### Your objective
Your reply should hold only the lines from the records below where "lawn" occurs.
>>>>>
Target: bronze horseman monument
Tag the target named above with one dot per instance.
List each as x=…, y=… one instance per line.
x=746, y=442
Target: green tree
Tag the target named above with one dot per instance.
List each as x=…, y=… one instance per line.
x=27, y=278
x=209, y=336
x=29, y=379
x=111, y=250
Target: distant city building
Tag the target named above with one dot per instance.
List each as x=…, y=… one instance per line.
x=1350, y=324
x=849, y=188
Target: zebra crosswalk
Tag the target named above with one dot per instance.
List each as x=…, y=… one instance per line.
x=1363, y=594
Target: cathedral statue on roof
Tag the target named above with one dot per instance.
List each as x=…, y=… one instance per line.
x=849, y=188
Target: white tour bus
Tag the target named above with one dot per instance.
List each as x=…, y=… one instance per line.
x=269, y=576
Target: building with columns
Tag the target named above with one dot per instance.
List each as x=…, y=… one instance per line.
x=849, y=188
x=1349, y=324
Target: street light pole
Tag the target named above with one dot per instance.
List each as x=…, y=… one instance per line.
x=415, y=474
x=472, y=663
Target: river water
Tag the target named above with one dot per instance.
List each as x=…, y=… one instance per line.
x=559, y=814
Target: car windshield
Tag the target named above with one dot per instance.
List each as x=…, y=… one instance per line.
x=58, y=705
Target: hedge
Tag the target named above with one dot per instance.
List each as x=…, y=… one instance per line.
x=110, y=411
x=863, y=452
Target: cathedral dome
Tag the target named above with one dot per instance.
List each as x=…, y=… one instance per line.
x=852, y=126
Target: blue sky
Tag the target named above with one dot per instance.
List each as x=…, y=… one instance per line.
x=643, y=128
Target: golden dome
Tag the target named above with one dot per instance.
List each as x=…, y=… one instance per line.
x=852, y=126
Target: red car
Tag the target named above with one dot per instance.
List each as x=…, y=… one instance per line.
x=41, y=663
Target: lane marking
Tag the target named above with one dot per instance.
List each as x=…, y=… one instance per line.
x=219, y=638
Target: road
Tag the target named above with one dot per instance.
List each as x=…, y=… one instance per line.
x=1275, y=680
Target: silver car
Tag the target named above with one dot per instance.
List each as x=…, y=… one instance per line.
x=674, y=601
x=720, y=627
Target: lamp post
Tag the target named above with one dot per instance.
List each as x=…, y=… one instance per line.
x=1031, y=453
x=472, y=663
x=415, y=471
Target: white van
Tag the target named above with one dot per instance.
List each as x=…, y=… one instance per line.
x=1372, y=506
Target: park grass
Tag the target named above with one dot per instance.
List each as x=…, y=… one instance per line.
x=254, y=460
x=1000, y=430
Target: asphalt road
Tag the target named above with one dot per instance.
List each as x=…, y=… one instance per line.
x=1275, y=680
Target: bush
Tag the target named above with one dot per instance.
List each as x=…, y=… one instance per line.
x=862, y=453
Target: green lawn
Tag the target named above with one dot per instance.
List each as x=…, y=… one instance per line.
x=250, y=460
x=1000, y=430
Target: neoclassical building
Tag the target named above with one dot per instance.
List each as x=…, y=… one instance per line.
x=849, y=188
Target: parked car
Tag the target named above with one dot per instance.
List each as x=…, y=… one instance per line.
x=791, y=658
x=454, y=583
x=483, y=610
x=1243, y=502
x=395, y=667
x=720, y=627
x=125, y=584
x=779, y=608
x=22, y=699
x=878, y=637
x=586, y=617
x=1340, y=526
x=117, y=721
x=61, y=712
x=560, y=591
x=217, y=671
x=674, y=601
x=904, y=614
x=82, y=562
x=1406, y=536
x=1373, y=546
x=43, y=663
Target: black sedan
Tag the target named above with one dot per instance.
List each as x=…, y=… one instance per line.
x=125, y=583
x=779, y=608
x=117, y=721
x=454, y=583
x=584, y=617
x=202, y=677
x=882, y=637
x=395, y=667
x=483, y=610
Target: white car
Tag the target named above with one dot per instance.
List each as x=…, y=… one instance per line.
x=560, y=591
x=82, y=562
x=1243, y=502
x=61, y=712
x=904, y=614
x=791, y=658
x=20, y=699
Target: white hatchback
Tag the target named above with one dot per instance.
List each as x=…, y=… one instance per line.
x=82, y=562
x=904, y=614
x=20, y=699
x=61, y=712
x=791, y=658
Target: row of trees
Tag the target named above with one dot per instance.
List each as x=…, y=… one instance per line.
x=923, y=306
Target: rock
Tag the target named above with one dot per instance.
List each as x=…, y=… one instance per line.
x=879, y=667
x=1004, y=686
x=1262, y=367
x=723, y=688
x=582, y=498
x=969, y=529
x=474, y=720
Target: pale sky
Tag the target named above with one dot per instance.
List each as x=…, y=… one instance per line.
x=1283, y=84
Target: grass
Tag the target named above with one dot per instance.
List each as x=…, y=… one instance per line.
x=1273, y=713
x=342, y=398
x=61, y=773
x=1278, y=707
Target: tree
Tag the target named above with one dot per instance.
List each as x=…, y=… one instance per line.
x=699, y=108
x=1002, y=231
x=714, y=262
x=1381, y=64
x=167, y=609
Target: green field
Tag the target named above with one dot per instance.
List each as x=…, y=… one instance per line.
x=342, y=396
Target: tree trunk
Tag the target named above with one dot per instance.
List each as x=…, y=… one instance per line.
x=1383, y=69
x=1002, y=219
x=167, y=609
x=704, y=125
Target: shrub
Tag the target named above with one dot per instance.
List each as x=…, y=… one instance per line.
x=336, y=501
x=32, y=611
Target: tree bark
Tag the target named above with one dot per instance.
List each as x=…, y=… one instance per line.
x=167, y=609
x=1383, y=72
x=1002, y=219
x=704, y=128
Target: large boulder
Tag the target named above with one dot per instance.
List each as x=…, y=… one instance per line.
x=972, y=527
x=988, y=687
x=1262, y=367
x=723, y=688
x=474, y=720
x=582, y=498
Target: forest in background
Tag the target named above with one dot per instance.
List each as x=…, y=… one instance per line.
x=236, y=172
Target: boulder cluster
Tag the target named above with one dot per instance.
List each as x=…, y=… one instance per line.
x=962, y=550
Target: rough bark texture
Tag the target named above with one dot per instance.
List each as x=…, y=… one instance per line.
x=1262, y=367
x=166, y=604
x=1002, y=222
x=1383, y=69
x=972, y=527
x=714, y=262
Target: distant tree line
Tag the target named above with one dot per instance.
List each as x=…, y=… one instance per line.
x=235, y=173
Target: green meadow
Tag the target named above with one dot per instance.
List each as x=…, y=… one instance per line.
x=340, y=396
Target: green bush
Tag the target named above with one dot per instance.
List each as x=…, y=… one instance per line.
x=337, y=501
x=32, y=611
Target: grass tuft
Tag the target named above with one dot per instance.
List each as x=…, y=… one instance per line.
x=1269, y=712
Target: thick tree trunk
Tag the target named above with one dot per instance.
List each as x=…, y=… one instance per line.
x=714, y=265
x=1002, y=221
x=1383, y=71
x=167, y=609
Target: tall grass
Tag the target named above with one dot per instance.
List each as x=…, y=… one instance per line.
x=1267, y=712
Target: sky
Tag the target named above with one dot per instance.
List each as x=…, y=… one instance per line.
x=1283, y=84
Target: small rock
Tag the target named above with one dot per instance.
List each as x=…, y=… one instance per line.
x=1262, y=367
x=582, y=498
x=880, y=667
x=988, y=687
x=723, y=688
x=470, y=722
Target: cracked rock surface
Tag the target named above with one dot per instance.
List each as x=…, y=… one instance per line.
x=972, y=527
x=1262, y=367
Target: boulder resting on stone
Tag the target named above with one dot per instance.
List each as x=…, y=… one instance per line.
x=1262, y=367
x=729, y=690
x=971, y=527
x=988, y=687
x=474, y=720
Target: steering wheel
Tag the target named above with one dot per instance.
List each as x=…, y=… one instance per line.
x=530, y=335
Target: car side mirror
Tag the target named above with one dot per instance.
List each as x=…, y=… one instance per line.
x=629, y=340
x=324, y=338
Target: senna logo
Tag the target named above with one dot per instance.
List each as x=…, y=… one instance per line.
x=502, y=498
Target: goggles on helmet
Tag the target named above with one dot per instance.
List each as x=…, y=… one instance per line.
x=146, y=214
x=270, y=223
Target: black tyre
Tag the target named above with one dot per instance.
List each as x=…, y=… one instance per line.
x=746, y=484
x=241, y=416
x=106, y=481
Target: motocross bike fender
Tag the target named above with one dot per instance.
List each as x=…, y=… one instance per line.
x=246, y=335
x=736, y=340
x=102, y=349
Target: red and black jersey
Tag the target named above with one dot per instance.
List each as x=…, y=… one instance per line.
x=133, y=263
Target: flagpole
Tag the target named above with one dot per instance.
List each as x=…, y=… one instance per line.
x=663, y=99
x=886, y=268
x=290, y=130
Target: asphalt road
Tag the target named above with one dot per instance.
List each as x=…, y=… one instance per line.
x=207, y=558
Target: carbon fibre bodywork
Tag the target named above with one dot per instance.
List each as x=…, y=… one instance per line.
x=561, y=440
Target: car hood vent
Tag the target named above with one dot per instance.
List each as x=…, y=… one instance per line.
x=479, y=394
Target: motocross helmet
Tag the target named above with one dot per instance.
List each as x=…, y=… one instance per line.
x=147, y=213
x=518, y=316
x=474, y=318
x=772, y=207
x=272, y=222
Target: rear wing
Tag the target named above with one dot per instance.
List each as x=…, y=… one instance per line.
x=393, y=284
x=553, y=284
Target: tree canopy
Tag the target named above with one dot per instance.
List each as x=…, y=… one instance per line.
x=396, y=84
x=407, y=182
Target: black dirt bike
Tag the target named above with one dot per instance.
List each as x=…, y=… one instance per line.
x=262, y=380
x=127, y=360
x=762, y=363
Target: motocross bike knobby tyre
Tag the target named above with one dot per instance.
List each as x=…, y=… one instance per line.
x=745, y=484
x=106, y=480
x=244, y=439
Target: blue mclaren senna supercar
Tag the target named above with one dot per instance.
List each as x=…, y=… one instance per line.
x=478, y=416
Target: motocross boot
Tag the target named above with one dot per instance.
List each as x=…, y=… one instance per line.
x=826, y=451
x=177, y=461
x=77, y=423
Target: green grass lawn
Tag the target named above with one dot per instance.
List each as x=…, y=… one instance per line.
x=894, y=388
<<<<<
### Result of the task
Target: green lawn
Target: green grass lawn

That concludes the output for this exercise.